▸ **Problem set**:
1. In the essay about working at a university arts program, why does a collaboration turn into "a wet hot mess"? Answer in one to three sentences.
2. Write the next part of the essay about the university arts job, picking up right after its final sentence.
═════ Selection
My first “real job” after earning my undergraduate was with the university from which I had just graduated; in our small town within rural western North Carolina, the only regular career opportunities were with the school itself, whose students made up half of the population of the town.
I’d taken a role with the closest approximation to my Art & Theater degree, which was to work within the cultural affairs division for the university, responsible for running the performing and visual arts programs designed to both entertain (sell tickets) and enrich the community (create exposure for art & culture, possibly at the expense of profit). How to balance these two goals was the most common debate around our positioning.
Part of our annual programming included a six-week summer arts extravaganza, aimed largely at the wealthy university donors who flocked to our region to escape the heat of their Florida retirement homes. Our Artistic Director at the time, Gil Morgenstern, hailed from New York City (cue Pace Picante Salsa double-take). A concert violinist by trade, he was, expectedly, in the “enrichment” camp of our positioning debate.
One of the event series he spearheaded was an artistic collaboration showcase – somewhere between a table reading and a tech rehearsal: it was the performing arts equivalent of a Hollywood test screening. The way Gil saw it, these events were first and foremost a test of the artistic collaborations themselves. Is this collaboration working: between the writer, the composer, the technical director, the performers.
I’ll never forget the way he framed it to the staff: “A great collaboration is one where the result is far greater than what any individual could have done by themselves.” That if you’re struggling through every interaction, every decision, because each individual has their own agenda and their own positioning and no one is aligned on what “great” means, the result will be a wet hot mess. But if the collaboration is working well, everyone levels up and the work shines.
══════════
═════ Supplied information
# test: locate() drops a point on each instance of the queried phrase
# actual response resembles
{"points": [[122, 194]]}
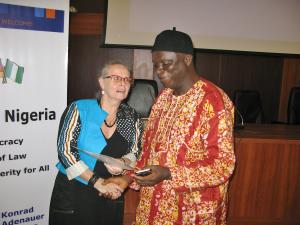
══════════
▸ **Answers given**:
1. A collaboration turns into a wet hot mess when people struggle through every interaction and every decision. Each person has their own agenda and their own positioning, and no one agrees on what "great" means.

2.
I was immediately struck by the truth of this – and how applicable this advice was, not just to a collaboration between performing artists, but to any collaboration or relationship between any two or more humans. It was a lens through which I could evaluate nearly every interpersonal situation – between co-workers, teammates, creative partners, families, friends, romantic partners. Even later still, as I transitioned in my career from the world of non-profit higher-ed and into the very for-profit creative services industry, it was a lens that could be applied to the client-agency relationship as well. Are we making something greater together than what I can do alone?
I experienced the value of great team collaboration first-hand in the development of a branded comedy series for ESPN, in my early days working in an animation services studio. It was a lovely blend of collaborative creative development, where, titles and roles aside, we collectively sifted through hours and hours of recorded radio programming to extract the story we knew could come to life visually, then trusted teams of experts to craft the storyboards, character designs, and animation.
With each layer of contribution, the comedy was elevated: the storyboard artist introduced sight gags that weren’t part of the script; the character designer found new humor in the costuming; the animation director brought everything together with great timing and performance. It was the Little Branded Content Series That Could, produced for under $10K per episode – certainly more out of love for the craft and mutual trust for each other than for profit.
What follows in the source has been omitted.